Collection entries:
# # #
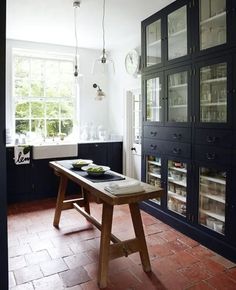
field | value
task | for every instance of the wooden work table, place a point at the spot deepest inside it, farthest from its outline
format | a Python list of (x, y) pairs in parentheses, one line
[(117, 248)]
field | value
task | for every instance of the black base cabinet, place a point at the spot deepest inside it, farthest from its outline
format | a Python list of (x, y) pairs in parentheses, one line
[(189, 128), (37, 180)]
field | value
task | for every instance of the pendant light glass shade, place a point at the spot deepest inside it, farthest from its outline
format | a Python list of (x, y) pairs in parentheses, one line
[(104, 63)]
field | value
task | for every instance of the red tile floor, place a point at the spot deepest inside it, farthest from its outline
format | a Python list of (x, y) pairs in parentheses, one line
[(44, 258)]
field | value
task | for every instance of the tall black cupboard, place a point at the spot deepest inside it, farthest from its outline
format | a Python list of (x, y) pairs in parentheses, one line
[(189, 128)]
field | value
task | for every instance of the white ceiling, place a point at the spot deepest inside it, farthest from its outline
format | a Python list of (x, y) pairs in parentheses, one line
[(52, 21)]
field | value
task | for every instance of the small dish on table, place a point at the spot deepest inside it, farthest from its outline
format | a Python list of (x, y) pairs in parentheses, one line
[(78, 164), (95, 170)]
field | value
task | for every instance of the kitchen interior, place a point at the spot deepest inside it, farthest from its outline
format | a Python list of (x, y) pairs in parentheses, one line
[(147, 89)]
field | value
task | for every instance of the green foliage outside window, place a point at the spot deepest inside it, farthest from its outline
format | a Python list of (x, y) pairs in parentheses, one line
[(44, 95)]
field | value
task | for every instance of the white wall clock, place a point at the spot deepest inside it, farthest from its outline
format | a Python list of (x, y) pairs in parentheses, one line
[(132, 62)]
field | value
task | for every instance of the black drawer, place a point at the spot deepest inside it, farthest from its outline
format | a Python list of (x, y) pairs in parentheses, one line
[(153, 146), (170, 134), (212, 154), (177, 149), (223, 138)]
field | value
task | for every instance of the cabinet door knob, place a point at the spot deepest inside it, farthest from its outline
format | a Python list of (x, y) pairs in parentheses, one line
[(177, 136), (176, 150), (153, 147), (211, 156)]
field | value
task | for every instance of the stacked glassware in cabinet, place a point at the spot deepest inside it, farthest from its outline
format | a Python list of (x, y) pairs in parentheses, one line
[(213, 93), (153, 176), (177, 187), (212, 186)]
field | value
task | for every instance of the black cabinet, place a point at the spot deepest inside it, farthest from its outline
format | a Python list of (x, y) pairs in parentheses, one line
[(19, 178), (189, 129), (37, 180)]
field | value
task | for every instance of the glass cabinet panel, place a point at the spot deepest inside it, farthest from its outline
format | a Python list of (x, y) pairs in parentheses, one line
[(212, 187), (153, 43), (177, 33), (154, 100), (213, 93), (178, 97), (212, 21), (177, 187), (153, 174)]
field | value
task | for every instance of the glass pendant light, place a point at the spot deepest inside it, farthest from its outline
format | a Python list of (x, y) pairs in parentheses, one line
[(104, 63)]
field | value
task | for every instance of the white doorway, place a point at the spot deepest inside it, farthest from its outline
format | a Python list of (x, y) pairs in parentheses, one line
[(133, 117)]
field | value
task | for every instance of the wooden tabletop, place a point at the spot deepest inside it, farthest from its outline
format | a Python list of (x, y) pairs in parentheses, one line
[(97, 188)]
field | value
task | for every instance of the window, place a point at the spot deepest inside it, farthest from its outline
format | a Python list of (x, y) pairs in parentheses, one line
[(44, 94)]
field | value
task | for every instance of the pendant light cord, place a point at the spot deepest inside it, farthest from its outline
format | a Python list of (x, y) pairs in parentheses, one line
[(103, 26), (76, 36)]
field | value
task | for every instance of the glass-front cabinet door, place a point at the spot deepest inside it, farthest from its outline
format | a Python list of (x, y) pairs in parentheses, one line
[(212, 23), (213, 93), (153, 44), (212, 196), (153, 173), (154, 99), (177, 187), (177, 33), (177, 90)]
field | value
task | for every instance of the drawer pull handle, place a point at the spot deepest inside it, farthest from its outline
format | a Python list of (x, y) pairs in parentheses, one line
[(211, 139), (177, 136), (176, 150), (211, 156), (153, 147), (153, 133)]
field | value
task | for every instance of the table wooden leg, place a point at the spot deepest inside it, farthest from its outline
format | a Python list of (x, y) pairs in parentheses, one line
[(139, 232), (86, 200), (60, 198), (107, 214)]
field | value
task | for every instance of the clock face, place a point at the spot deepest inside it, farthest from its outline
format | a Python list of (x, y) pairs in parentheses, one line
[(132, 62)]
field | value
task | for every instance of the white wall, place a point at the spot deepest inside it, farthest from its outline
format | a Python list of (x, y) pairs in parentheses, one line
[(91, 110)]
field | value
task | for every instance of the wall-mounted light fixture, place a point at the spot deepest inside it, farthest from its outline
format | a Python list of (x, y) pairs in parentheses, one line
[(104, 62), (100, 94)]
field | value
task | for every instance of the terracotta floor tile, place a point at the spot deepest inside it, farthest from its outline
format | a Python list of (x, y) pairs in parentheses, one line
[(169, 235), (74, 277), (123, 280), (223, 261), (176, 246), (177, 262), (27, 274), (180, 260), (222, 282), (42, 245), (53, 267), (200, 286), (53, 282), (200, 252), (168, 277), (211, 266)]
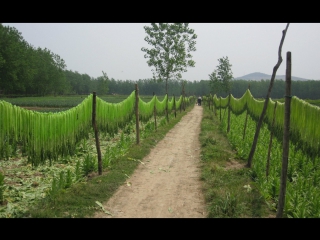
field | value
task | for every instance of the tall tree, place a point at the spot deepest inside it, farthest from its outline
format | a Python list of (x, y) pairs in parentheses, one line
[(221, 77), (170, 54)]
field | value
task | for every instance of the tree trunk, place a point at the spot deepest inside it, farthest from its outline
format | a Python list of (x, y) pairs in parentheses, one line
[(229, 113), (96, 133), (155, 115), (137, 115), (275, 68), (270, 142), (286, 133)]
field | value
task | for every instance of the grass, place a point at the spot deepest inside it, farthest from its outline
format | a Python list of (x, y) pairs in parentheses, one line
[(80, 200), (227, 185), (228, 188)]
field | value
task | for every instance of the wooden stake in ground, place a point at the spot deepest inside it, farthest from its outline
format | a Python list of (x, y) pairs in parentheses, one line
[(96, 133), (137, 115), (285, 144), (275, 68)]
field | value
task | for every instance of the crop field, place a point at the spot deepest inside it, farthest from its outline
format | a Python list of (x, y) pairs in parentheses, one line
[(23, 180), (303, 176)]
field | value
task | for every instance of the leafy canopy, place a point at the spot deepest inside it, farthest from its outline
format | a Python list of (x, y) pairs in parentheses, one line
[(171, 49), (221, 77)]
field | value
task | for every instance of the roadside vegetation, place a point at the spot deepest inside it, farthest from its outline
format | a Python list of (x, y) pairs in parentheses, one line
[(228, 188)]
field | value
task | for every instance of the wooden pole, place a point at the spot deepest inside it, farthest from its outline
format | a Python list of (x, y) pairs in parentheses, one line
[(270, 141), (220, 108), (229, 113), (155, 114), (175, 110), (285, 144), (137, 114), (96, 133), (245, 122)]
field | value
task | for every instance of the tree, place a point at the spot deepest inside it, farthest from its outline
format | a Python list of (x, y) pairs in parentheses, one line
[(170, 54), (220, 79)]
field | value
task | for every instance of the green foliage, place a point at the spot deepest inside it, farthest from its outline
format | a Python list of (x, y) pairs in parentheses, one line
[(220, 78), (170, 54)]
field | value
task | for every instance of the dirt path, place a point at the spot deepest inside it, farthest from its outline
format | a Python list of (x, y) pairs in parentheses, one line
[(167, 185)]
# # #
Pick out every line of the rows above that contains the word "wall", and copy each one.

task | for every instance of the white wall clock, place a point at the spot deepest inside it, farthest from its outline
task | for every instance of the white wall, place a point at the spot deepest inside it, farthest from its outline
task | for every instance of the wall-mounted light fixture, place a point at the spot deepest inside it, farthest from its outline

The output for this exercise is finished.